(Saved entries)
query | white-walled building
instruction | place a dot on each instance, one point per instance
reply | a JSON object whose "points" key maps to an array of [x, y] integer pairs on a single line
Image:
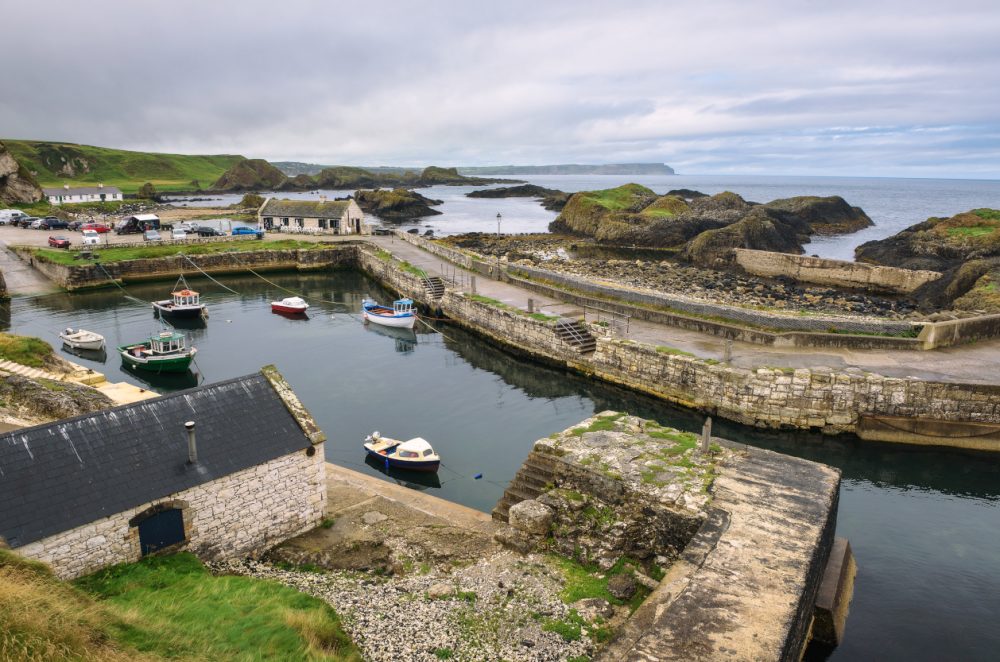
{"points": [[67, 194], [336, 217]]}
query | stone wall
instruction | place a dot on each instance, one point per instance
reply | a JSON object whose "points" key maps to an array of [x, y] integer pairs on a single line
{"points": [[241, 514], [836, 273]]}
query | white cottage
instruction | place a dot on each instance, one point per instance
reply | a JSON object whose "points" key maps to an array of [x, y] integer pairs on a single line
{"points": [[326, 217], [99, 193]]}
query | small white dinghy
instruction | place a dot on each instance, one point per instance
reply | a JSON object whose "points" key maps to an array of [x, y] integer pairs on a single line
{"points": [[82, 339]]}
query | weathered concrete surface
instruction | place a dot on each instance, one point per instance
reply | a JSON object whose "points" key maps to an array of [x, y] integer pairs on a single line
{"points": [[746, 585]]}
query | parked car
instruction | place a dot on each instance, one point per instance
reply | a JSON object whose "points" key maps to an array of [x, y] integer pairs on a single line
{"points": [[53, 223]]}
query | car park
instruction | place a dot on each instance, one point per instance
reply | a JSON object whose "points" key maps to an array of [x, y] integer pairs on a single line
{"points": [[53, 223]]}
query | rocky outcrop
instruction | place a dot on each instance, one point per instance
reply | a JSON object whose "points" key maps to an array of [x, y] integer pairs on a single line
{"points": [[250, 175], [16, 183], [552, 199], [825, 216], [964, 247], [760, 229], [396, 205]]}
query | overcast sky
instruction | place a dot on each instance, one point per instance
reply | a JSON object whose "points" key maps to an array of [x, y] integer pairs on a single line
{"points": [[851, 88]]}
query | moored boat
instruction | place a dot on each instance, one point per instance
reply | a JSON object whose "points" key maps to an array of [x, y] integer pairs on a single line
{"points": [[165, 352], [414, 454], [82, 339], [290, 306], [183, 303], [401, 315]]}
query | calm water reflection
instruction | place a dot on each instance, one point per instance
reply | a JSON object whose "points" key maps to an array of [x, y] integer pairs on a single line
{"points": [[924, 523]]}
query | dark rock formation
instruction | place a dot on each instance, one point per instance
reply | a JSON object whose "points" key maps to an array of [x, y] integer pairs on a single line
{"points": [[396, 205], [761, 229], [249, 175], [551, 199], [831, 215], [16, 183], [965, 248]]}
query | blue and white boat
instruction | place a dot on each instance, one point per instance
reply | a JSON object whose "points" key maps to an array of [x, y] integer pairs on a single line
{"points": [[415, 454], [401, 315]]}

- To do: Rewrite in full every line of the saved entries from the line with "query | overcast sky" up to and including the last line, shifting each coordinate in the answers by adding 135 to it. Keep every other part of those lines unchanged.

- Result of this task:
query | overcast sky
instruction | place a dot on each instance, one point per instance
reply | a JSON object whose "points" key maps to an array of [x, y] integer pairs on a single line
{"points": [[986, 223]]}
query | moored boat
instruction | place a dot on each instance, one point per instance
reply | a JSON object whose "points" key maps to an array of [x, y] integer pairs on a single line
{"points": [[300, 487], [549, 589], [217, 474], [425, 441], [318, 438], [536, 450]]}
query | calm water reflection
instruction | place a dot on each instance, one point per instance
reply | a JSON object whose "points" key maps to an array of [x, y] integer pairs on a single line
{"points": [[1059, 658]]}
query | dark rock formation
instruction | place a dot on each instance, one point per instance
reply | a JSON object whose "points" key maps to an array of [x, y] integer pairs on a single line
{"points": [[531, 340], [896, 364], [384, 310], [686, 334], [966, 350], [151, 318], [1100, 383]]}
query | blue and white boat
instruction | place a dot on each instance, one point per instance
reply | a JSON object whose "points" key maps to an array of [x, y] integer pairs on a single line
{"points": [[550, 589], [536, 450]]}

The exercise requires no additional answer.